Reproduce only the lines that run from the line with "Note: mark the rear bumper" to the last line of the material, both ends included, exactly as they appear.

── RECORDED DATA

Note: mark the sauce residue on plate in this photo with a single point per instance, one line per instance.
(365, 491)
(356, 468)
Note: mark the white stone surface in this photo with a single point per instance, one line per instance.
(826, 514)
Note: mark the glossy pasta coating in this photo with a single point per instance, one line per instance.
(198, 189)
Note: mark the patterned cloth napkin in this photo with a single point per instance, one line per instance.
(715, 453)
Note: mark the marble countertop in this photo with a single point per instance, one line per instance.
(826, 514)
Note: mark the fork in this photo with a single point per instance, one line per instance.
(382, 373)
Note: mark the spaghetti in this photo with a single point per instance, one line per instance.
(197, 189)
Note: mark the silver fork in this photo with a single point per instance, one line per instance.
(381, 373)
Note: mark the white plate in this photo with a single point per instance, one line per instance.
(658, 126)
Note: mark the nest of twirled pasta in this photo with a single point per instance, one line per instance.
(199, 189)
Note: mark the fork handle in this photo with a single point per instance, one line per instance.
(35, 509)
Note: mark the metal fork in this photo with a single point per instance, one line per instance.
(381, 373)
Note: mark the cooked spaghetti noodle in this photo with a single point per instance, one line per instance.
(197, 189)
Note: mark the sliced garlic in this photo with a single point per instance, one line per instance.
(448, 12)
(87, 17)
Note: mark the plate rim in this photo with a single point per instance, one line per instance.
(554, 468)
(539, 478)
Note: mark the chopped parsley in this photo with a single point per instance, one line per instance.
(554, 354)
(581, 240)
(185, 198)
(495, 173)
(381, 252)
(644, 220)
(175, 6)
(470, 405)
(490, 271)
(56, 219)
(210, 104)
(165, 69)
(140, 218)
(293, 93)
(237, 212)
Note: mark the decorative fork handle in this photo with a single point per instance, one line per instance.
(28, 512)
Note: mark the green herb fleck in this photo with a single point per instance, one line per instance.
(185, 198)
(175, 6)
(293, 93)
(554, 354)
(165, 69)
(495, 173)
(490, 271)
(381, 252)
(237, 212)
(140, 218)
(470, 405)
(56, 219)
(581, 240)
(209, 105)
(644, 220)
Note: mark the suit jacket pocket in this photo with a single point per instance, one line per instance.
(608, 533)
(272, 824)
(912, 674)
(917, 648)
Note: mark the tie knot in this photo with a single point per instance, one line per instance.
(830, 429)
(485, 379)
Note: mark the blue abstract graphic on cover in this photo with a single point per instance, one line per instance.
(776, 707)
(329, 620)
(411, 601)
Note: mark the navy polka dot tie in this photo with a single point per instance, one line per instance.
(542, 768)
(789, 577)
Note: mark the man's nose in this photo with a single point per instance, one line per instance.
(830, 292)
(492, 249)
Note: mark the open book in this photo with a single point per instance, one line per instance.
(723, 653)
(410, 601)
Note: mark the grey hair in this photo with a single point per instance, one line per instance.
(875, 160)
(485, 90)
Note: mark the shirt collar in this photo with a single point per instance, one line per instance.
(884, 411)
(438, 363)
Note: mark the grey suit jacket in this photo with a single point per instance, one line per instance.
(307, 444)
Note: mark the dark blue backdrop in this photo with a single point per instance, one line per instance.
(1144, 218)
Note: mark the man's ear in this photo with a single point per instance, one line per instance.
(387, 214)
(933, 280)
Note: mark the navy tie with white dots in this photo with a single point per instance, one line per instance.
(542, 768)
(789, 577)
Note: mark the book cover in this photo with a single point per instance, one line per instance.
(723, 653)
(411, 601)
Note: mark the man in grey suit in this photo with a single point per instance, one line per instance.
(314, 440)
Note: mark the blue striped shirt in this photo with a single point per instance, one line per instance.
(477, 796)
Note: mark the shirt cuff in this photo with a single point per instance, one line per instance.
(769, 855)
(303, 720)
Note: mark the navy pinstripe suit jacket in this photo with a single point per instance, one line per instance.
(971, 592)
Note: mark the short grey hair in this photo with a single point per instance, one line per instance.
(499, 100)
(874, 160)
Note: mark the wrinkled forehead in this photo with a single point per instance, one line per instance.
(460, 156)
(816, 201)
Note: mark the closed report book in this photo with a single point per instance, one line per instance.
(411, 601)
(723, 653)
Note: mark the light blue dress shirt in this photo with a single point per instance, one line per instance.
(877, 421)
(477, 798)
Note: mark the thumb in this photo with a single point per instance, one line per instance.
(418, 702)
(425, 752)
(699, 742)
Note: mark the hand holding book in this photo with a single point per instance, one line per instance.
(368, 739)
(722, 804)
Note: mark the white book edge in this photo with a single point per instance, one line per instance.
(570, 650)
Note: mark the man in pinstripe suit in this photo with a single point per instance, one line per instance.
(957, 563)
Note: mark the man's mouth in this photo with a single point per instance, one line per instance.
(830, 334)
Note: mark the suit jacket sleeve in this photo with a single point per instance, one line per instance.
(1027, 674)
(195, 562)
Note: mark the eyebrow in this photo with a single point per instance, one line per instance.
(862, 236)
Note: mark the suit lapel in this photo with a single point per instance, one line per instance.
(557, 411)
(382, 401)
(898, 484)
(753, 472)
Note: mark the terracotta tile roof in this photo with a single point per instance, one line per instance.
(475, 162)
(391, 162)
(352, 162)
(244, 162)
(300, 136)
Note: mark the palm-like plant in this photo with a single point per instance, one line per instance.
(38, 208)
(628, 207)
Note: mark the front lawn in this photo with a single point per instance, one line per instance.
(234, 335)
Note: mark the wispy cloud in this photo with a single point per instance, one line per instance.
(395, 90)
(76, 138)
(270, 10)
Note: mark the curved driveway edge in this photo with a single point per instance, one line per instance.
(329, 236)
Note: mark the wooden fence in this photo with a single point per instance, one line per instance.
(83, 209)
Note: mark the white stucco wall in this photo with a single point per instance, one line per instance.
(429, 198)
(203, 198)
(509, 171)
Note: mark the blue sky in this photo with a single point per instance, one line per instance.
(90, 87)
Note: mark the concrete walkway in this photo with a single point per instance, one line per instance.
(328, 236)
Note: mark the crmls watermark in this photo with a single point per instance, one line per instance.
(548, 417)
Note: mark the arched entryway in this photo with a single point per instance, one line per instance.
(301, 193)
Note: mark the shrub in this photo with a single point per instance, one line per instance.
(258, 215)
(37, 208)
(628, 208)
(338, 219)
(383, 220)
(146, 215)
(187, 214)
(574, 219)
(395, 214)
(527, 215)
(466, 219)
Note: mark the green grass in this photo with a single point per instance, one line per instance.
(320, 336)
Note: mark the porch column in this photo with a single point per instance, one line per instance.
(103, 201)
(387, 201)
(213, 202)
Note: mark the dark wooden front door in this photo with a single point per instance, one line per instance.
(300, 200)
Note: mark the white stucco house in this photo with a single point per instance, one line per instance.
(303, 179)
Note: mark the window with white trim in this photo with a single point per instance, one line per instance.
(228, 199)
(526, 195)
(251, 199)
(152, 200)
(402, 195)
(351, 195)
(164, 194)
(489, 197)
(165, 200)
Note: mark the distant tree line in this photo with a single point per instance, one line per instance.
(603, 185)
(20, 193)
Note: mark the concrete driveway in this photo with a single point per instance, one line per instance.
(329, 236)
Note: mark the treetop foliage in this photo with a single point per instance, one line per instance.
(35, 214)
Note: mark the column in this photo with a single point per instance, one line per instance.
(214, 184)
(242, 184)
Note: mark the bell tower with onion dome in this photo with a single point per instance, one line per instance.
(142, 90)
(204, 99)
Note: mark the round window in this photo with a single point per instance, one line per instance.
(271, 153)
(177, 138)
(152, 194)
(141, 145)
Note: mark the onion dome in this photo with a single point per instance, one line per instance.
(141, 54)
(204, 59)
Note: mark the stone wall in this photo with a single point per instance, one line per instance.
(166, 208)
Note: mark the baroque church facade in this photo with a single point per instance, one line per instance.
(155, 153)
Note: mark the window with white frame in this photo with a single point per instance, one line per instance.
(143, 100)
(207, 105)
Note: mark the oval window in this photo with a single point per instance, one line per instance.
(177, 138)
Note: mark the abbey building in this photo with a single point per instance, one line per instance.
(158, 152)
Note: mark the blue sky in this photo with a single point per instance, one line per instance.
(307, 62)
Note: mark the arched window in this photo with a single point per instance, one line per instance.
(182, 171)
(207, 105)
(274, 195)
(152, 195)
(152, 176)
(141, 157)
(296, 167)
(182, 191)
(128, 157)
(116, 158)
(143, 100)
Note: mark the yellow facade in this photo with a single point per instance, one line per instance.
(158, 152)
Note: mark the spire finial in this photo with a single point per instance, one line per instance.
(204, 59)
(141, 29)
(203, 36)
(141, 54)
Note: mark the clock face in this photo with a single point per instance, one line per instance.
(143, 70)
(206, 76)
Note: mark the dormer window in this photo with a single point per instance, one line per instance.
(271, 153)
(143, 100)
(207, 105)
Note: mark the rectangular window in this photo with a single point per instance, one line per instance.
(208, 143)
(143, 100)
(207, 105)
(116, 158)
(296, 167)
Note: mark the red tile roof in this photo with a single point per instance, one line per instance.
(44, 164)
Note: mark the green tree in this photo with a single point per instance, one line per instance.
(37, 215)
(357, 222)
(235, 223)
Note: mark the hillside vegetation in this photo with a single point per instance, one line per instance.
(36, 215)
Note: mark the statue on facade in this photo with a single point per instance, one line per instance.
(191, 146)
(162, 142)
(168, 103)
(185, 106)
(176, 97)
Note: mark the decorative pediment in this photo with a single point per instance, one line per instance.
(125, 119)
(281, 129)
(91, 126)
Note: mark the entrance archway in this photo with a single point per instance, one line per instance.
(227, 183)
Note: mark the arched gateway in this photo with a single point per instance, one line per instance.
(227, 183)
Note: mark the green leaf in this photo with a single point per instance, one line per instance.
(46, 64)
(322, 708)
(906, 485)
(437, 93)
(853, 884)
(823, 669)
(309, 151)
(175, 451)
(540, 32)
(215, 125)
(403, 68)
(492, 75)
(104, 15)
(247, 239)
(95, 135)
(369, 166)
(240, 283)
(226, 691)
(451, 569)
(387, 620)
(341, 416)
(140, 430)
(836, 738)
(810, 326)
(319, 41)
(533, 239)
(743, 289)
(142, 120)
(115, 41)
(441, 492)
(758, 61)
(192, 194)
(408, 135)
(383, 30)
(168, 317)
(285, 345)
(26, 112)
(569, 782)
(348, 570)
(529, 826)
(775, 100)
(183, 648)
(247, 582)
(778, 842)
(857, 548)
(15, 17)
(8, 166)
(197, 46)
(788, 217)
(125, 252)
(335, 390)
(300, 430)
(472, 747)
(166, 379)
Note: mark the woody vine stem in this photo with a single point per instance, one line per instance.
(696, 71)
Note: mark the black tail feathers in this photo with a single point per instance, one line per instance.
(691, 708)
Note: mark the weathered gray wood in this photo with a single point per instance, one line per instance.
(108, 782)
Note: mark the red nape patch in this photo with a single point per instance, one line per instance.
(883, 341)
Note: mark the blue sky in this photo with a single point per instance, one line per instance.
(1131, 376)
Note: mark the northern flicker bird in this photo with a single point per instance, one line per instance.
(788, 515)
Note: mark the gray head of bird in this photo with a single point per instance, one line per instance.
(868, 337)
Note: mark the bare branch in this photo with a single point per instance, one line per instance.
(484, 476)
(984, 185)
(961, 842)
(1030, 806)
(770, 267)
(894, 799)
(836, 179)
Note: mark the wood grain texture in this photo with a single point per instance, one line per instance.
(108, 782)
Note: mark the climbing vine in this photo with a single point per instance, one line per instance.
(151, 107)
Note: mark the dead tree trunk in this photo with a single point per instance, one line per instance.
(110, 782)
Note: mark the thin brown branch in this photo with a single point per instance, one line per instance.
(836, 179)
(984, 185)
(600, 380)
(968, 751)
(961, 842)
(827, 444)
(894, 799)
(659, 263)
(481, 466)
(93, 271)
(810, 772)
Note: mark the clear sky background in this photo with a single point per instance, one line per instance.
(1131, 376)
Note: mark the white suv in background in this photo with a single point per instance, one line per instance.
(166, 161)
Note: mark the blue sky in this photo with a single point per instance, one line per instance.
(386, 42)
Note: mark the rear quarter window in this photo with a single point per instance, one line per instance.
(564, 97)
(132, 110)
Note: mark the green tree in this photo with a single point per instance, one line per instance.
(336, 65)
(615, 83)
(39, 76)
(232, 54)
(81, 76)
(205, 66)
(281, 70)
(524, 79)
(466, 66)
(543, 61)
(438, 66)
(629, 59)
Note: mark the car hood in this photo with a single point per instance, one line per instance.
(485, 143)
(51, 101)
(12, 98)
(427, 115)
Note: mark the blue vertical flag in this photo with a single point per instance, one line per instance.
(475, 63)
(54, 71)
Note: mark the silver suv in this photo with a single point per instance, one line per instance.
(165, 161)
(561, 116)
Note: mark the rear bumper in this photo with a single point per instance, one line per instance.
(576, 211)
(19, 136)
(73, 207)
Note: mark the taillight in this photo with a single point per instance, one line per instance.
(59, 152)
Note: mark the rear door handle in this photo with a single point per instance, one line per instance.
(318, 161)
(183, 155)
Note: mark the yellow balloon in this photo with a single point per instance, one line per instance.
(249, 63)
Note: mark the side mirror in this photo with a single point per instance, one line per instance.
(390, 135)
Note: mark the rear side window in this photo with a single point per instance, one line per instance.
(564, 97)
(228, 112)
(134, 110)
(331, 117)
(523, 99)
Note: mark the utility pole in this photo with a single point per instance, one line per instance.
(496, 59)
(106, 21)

────

▶ _FINAL RESULT_:
Note: mark the rear bumper in this photo with a single point per instance, one line per instance.
(576, 211)
(19, 136)
(73, 207)
Note: mark the taillight in this photo with a single point per instance, one line per instance.
(59, 152)
Note: mark the rear door handle in this photo with a single point per instance, one line per instance.
(318, 161)
(183, 155)
Note: mark the yellow balloon in this photo with a single point per instance, one line per instance.
(249, 63)
Note: mark the side mirror in this photo with a single point per instance, one line per instance.
(390, 135)
Note: mark the rear side window in this photo with a single point per instance, one line per instance.
(564, 97)
(228, 112)
(134, 110)
(331, 117)
(523, 99)
Note: mark the utility pole in this photo with a single point per instance, one line per instance.
(496, 59)
(106, 21)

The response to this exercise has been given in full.